Requirements: Copy out exactly the lines from the line containing "For every instance of the bus wheel" to the end of the listing.

───── Record set

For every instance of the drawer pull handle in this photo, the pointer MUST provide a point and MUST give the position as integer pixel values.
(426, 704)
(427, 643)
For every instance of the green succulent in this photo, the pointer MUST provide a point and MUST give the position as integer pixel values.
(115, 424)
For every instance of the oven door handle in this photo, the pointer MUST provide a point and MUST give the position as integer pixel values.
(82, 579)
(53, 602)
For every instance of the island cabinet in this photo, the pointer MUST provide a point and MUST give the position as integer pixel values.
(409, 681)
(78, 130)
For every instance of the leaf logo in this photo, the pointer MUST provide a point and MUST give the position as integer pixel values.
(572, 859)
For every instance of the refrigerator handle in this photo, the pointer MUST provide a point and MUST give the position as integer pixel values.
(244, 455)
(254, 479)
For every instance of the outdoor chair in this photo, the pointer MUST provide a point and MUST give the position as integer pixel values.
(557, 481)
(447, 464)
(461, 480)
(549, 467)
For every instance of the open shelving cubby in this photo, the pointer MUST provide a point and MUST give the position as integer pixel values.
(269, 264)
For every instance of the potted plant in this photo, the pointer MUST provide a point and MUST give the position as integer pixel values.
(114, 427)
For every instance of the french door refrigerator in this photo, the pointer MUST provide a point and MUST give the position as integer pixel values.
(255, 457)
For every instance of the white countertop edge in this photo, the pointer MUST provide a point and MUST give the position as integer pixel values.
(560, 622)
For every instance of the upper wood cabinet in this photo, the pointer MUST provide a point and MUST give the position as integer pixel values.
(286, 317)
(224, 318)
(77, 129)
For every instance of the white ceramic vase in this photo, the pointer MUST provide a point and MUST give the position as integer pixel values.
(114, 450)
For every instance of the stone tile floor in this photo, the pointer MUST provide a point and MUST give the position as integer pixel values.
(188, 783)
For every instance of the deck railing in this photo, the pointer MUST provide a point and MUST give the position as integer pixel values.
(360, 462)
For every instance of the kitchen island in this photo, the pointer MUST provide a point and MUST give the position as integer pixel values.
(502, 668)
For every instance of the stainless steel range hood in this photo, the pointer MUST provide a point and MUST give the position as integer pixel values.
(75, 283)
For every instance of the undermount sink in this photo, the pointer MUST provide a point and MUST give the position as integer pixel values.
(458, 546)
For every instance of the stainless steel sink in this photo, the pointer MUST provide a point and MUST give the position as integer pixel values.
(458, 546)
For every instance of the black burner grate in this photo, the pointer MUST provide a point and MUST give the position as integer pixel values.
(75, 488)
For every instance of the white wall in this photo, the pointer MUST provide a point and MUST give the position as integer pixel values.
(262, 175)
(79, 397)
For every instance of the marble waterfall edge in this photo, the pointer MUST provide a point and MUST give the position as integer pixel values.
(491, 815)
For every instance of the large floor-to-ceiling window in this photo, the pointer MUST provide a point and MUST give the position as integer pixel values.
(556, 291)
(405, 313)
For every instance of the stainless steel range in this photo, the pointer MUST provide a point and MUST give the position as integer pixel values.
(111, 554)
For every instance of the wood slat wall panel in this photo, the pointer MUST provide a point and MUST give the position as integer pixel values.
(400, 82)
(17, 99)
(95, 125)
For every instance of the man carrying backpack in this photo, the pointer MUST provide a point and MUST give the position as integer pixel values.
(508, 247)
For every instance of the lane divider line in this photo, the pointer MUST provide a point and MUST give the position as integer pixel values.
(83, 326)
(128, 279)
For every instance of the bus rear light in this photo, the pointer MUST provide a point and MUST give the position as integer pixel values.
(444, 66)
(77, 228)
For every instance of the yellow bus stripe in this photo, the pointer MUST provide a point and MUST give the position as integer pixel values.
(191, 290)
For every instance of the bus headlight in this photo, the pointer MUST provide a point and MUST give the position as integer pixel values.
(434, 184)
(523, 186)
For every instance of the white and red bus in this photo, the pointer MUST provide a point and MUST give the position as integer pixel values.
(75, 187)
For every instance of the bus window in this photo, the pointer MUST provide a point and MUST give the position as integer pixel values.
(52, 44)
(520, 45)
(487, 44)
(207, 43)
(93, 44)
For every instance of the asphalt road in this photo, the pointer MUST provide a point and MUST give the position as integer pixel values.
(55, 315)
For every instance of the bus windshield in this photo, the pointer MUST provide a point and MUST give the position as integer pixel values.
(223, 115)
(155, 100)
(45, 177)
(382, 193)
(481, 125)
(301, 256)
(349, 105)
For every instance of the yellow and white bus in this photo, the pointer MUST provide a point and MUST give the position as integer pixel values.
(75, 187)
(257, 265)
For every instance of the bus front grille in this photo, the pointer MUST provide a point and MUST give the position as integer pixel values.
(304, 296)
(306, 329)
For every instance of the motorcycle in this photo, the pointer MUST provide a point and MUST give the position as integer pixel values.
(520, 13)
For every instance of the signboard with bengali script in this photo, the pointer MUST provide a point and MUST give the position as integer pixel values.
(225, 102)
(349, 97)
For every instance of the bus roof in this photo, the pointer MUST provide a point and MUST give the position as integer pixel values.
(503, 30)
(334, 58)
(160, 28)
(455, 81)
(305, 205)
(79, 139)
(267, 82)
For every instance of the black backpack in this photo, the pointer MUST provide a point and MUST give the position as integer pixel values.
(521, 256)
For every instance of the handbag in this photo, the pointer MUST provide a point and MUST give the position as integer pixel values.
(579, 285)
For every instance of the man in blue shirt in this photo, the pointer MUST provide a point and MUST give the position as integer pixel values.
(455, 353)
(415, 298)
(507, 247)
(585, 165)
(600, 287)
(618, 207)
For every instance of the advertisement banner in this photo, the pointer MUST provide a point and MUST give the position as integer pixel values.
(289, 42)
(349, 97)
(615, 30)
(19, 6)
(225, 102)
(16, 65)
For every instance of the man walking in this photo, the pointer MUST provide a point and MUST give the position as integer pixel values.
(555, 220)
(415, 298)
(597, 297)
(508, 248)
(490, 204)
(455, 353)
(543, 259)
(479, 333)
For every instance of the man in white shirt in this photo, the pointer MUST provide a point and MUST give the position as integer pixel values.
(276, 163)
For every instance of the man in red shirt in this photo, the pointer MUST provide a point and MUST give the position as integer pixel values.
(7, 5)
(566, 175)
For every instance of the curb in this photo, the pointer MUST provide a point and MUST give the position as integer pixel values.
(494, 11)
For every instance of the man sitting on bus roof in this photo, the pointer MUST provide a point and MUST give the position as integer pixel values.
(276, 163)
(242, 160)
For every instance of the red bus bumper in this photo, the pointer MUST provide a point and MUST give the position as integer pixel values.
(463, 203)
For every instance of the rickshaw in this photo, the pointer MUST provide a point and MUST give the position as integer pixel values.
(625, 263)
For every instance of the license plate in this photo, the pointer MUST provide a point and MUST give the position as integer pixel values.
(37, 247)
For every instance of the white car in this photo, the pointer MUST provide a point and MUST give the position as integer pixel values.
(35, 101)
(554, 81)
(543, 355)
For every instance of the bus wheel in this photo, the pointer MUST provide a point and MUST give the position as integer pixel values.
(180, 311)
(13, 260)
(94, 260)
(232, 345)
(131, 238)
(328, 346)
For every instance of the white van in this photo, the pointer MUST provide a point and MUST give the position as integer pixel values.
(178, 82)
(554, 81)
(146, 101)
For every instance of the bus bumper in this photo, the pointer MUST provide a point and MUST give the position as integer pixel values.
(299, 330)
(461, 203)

──────────

Solution:
For every instance of the bus wheel in this photo, the pointer MUST provide a point and MUST give the position as integer pixel values.
(180, 311)
(13, 260)
(94, 260)
(232, 345)
(131, 238)
(328, 346)
For every instance of the white van in this photo, the pointer MUST provide a point and MUST give the position as integer pixel values.
(178, 82)
(554, 81)
(146, 101)
For every instance of the bus bumper in this photo, the pointer MUST provide a point and MUST give the position as integer pixel values.
(299, 330)
(461, 203)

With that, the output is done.